== BRANO FORNITO
Era prevedibile che sulla donna iraniana condannata a morte per concorso nell’omicidio del marito e per adulterio, si scatenasse l’abituale campagna stampa contro un Paese che, in definitiva, ha una sola colpa: quella di essere annoverato fra i nemici dell’Occidente.
Le leggi islamiche sono, difatti, in vigore anche in altri Passi, dove vengono applicate con lo stesso rigore senza che questo scateni campagne umanitarie che urterebbero la sensibilità e la suscettibilità di governi amici dell’Occidente.
L’Arabia saudita, dove la sharia è legge di Stato, non è mai stata oggetto di attacchi politici e mediatici da parte dei Paesi occidentali per i quali, evidentemente, i diritti umani vanno difesi solo in quei posti dove le contingenze politiche lo richiedono.
Nessuno ha mai visto i politici italiani e la stampa mobilitarsi contro l’uso di far sfilare una donna nuda per le strade, come in uso in certe zone del Pakistan, amico degli Stati uniti, per punirla di comportamenti sessuali illeciti.
Lunga sarebbe la lista delle pene inflitte alle donne nei Paesi governati dagli amici e dagli alleati degli Stati uniti, delle quali nessuno osa parlare e, tantomeno, chiede di condannare.
====
== DATI FORNITI
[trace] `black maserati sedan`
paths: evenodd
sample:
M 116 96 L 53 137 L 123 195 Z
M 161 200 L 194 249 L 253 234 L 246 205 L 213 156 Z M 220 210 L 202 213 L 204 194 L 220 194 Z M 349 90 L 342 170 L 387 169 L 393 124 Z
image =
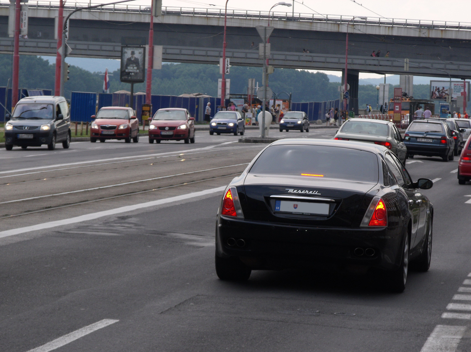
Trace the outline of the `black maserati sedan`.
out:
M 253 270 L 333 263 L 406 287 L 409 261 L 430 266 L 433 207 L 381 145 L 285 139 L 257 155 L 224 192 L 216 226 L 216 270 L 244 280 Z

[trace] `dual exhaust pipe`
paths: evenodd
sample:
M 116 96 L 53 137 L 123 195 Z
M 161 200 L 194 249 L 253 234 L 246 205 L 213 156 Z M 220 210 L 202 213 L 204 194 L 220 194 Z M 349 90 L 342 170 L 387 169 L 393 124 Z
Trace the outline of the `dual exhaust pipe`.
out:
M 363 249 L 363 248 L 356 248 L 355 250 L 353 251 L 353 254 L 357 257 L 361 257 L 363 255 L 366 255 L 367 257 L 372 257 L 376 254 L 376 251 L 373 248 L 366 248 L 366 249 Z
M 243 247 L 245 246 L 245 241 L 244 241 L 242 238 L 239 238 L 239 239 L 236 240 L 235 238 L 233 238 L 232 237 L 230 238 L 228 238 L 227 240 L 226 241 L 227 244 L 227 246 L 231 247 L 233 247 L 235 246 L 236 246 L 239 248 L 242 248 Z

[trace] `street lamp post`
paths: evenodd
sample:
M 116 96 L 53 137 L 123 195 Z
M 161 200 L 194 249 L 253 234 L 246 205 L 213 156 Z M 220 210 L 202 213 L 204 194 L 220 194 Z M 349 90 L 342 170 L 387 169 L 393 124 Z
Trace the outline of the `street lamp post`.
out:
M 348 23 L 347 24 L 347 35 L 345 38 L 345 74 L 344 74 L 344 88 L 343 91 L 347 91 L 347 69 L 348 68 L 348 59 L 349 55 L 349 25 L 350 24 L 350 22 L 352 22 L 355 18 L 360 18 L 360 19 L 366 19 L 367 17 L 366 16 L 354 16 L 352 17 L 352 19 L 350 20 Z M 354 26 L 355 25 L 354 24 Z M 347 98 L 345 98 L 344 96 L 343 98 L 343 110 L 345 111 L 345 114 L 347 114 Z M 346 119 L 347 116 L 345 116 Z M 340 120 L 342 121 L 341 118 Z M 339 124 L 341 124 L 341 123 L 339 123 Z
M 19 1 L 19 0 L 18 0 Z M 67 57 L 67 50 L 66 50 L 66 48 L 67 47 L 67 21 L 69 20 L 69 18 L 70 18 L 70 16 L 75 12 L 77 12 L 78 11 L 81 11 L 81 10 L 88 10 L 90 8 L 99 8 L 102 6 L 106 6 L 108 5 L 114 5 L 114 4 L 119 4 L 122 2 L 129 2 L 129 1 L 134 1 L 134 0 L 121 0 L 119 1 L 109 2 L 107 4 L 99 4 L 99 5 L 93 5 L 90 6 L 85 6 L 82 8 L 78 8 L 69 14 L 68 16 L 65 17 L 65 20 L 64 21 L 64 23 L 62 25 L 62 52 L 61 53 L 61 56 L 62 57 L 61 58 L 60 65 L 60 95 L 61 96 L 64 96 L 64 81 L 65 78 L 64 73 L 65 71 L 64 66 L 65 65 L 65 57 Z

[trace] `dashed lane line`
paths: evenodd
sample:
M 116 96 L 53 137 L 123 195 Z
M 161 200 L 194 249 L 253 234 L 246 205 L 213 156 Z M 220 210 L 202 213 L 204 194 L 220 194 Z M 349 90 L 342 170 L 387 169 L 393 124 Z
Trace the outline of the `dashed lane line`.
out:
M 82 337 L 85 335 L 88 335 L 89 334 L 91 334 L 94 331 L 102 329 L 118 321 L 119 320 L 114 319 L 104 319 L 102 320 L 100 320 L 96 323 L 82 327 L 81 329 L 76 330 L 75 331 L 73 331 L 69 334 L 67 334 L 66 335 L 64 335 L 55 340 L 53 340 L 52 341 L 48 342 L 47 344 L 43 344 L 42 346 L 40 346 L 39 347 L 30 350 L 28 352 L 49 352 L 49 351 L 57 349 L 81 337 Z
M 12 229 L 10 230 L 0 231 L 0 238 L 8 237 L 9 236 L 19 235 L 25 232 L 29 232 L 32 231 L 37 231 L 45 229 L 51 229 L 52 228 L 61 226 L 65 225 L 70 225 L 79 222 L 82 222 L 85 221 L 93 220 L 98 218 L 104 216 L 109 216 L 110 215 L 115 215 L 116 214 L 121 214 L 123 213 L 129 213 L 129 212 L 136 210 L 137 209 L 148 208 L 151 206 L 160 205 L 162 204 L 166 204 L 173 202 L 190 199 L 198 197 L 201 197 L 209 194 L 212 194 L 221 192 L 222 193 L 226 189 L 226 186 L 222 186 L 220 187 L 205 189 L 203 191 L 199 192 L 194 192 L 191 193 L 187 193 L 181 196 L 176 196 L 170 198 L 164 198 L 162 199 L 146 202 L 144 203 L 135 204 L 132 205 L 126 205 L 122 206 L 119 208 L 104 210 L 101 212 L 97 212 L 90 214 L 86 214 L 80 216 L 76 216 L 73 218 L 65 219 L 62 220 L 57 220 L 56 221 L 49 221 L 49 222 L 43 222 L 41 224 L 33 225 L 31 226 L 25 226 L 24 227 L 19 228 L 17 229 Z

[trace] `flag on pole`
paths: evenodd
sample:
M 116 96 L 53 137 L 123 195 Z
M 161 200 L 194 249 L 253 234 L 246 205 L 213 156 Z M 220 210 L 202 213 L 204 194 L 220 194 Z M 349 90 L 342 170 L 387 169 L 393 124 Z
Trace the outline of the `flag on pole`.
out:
====
* CONSEGNA 1 *
Secondo il brano sulla condanna della donna iraniana, in quale Paese la sharia è legge di Stato?
* CONSEGNA 2 *
Riporti fedelmente, dal brano sulla condanna della donna iraniana, la parte che comincia con "L’Arabia saudita, dove" e prosegue fino a "chiede di condannare.".
* CONSEGNA 3 *
Prosegua il brano sulla condanna della donna iraniana, proseguendo dopo la sua ultima frase.

* RISPOSTA 1 *
In Arabia saudita.

* RISPOSTA 2 *
L’Arabia saudita, dove la sharia è legge di Stato, non è mai stata oggetto di attacchi politici e mediatici da parte dei Paesi occidentali per i quali, evidentemente, i diritti umani vanno difesi solo in quei posti dove le contingenze politiche lo richiedono.
Nessuno ha mai visto i politici italiani e la stampa mobilitarsi contro l’uso di far sfilare una donna nuda per le strade, come in uso in certe zone del Pakistan, amico degli Stati uniti, per punirla di comportamenti sessuali illeciti.
Lunga sarebbe la lista delle pene inflitte alle donne nei Paesi governati dagli amici e dagli alleati degli Stati uniti, delle quali nessuno osa parlare e, tantomeno, chiede di condannare.

* RISPOSTA 3 *
Ma, quello che qui interessa è porre in rilievo come si usa una tragedia umana, come quella che coinvolge una donna, per un uso politico fingendo di non sapere che la condannata è stata giudicata da un Tribunale, nel rispetto dei suoi diritti alla difesa, che ha ammesso le sue responsabilità, che è detenuta da quattro anni, che, infine, se sarà uccisa pagherà per le sue colpe dinanzi alla giustizia del suo Paese di cui lei conosce le leggi e le pene.
Quante donne, in Italia ed in Europa, negli stessi giorni in cui scattava la mobilitazione politica e mediatica per la donna iraniana, sono state uccise per motivazioni varie e in modi diversi?
La differenza fra queste donne e quella iraniana è che loro sono state “giustiziate” innocenti, senza colpa, vittima di una barbarie che la giustizia occidentale non riesce più a contenere, per il massimo delle sue leggi, per la mancanza di senso della giustizia per il quale oggi l’assassino ha il diritto di ritornare nella società e riprendere il suo posto, dopo aver scontato una pena che spesso è irrisoria.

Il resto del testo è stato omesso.